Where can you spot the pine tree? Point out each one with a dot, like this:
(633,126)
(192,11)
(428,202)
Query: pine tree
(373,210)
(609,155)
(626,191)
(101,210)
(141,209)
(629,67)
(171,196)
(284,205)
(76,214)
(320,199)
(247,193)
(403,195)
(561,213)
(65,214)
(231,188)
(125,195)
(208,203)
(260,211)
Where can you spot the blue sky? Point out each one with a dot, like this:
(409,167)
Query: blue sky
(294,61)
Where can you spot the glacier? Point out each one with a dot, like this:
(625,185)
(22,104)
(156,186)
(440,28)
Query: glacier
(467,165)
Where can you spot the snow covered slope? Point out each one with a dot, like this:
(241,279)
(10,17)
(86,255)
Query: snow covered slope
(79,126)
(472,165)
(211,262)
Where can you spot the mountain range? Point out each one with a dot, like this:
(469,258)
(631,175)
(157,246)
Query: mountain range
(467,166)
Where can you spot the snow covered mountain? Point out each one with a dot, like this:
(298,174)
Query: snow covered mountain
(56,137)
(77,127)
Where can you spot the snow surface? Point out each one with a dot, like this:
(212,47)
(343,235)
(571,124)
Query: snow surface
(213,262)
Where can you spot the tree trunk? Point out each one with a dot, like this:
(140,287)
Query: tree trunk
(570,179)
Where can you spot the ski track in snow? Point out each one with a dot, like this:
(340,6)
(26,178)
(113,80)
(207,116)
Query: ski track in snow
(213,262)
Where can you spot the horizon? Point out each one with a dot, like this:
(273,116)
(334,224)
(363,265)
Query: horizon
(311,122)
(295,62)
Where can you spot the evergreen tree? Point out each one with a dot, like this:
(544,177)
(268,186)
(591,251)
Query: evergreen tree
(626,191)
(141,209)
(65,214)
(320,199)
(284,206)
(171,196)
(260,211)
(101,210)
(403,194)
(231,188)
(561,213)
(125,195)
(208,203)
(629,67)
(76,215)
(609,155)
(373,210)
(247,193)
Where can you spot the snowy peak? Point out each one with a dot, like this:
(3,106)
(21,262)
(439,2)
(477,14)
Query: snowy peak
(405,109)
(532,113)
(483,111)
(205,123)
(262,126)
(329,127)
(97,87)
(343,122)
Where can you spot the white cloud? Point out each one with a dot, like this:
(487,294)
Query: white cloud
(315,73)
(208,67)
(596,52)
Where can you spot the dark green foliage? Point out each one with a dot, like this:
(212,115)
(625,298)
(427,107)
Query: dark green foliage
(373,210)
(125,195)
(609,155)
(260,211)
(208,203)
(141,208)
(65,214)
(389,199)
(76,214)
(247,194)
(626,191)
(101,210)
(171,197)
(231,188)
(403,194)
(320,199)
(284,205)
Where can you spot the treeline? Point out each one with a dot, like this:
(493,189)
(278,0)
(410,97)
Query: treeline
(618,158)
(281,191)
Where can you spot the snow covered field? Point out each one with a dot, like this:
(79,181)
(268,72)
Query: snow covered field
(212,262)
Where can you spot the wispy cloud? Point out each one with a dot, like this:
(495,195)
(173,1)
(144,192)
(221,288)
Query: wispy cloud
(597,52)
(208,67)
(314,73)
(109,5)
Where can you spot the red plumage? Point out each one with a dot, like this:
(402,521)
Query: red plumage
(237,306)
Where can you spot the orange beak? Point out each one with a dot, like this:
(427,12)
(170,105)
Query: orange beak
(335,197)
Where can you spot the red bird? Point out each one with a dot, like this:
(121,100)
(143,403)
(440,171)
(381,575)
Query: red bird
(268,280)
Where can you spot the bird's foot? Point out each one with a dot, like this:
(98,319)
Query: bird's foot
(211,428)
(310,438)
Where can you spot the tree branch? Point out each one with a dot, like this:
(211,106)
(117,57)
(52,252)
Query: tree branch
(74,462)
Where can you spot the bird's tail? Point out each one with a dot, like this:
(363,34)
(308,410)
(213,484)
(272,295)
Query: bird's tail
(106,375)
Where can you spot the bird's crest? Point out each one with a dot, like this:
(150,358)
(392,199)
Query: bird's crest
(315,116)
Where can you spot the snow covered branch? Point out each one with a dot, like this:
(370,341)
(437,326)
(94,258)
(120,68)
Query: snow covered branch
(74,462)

_ _ _

Recite the full listing above exactly.

Where can you spot the pine tree? Point out each one with a dot, like this:
(633,126)
(192,11)
(428,202)
Query: pine tree
(373,210)
(609,155)
(626,191)
(101,210)
(141,209)
(629,67)
(171,196)
(284,205)
(76,214)
(320,199)
(247,193)
(403,195)
(561,213)
(65,214)
(231,188)
(125,195)
(208,203)
(260,211)
Where can you spot the blue sky? Point out each one with a dot, like this:
(409,167)
Query: blue sky
(294,61)
Where can you spot the glacier? Point out each one with a dot, like this:
(625,185)
(22,104)
(156,186)
(440,28)
Query: glacier
(467,165)
Where can you spot the snow covered slope? Point out each one with a dot, like this:
(241,279)
(10,17)
(86,255)
Query: snow covered slope
(79,126)
(472,165)
(211,262)
Where can you spot the mountain range? Point out each one with a dot, like this:
(469,258)
(631,175)
(157,246)
Query: mountain range
(467,166)
Where can you spot the snow covered mountain? Point out each one with a dot, like this:
(298,174)
Query: snow covered mountain
(56,137)
(77,127)
Where can you spot the snow surface? Point out each one with a dot, like this:
(212,47)
(343,235)
(571,124)
Query: snow surface
(213,262)
Where can you spot the tree trunk? Point out each one with a dot, like this:
(140,287)
Query: tree trunk
(570,179)
Where can you spot the ski track in snow? Point out each one with a dot, like this:
(340,6)
(26,178)
(113,80)
(207,116)
Query: ski track in snow
(213,262)
Where can you spot the horizon? Point out each one with a dot, like this:
(273,116)
(334,224)
(363,265)
Query: horizon
(311,122)
(295,62)
Where can you spot the evergreen tree? Point out each one with a dot, like this:
(544,177)
(268,186)
(591,251)
Query: evergreen tree
(626,191)
(141,209)
(65,214)
(320,199)
(284,206)
(171,196)
(260,211)
(101,210)
(403,194)
(231,188)
(561,213)
(125,195)
(208,203)
(629,67)
(76,215)
(609,155)
(373,210)
(247,193)
Where can you spot the snowy peak? Point out each one with a dot, like this:
(3,106)
(21,262)
(439,2)
(477,14)
Query: snowy peak
(405,109)
(532,113)
(483,111)
(205,123)
(262,126)
(329,127)
(97,87)
(343,122)
Where can you spot the white cloud? Point out each one with a dot, like this:
(487,294)
Query: white cloud
(315,73)
(208,67)
(596,52)
Where can you spot the dark green foliage? Point out each one with a dot, like this:
(212,115)
(625,298)
(427,107)
Query: dark green foliage
(373,210)
(125,195)
(609,155)
(260,211)
(208,203)
(141,208)
(65,214)
(389,199)
(76,214)
(247,194)
(626,191)
(101,210)
(171,197)
(231,188)
(403,194)
(320,199)
(284,205)
Where can you spot the treeline? Point out each one with a dot, like this:
(493,189)
(278,0)
(410,97)
Query: treeline
(618,158)
(281,191)
Where can you spot the snow covered field? Point out each one with a dot, like this:
(79,181)
(268,72)
Query: snow covered field
(212,262)
Where can you spot the wispy cloud? Point out each one with a dot, like this:
(495,195)
(173,1)
(144,192)
(221,288)
Query: wispy cloud
(597,52)
(208,67)
(314,73)
(109,5)
Where can you spot the red plumage? Point out each one with a dot, like this:
(402,521)
Query: red plumage
(237,306)
Where can you spot the orange beak? Point out each one with a dot, like this:
(427,12)
(170,105)
Query: orange beak
(335,197)
Where can you spot the red bird? Point out each one with a dot, like this:
(121,100)
(143,403)
(440,171)
(381,575)
Query: red bird
(268,280)
Where can you spot the bird's foot? Point out each one with a dot, like this:
(98,319)
Query: bird's foot
(211,428)
(310,438)
Where can you spot the tree branch? Point out each one with a dot, like this:
(211,106)
(117,57)
(52,252)
Query: tree branch
(74,462)
Where can you spot the bird's tail? Point out each one with a dot, like this:
(363,34)
(308,410)
(213,484)
(272,295)
Query: bird's tail
(106,375)
Where can you spot the bird's crest? Point out each one with a dot, like this:
(150,358)
(392,199)
Query: bird's crest
(315,116)
Where can you spot the snow covered branch? Point out each one with a dot, like this:
(370,341)
(437,326)
(94,258)
(120,68)
Query: snow covered branch
(74,462)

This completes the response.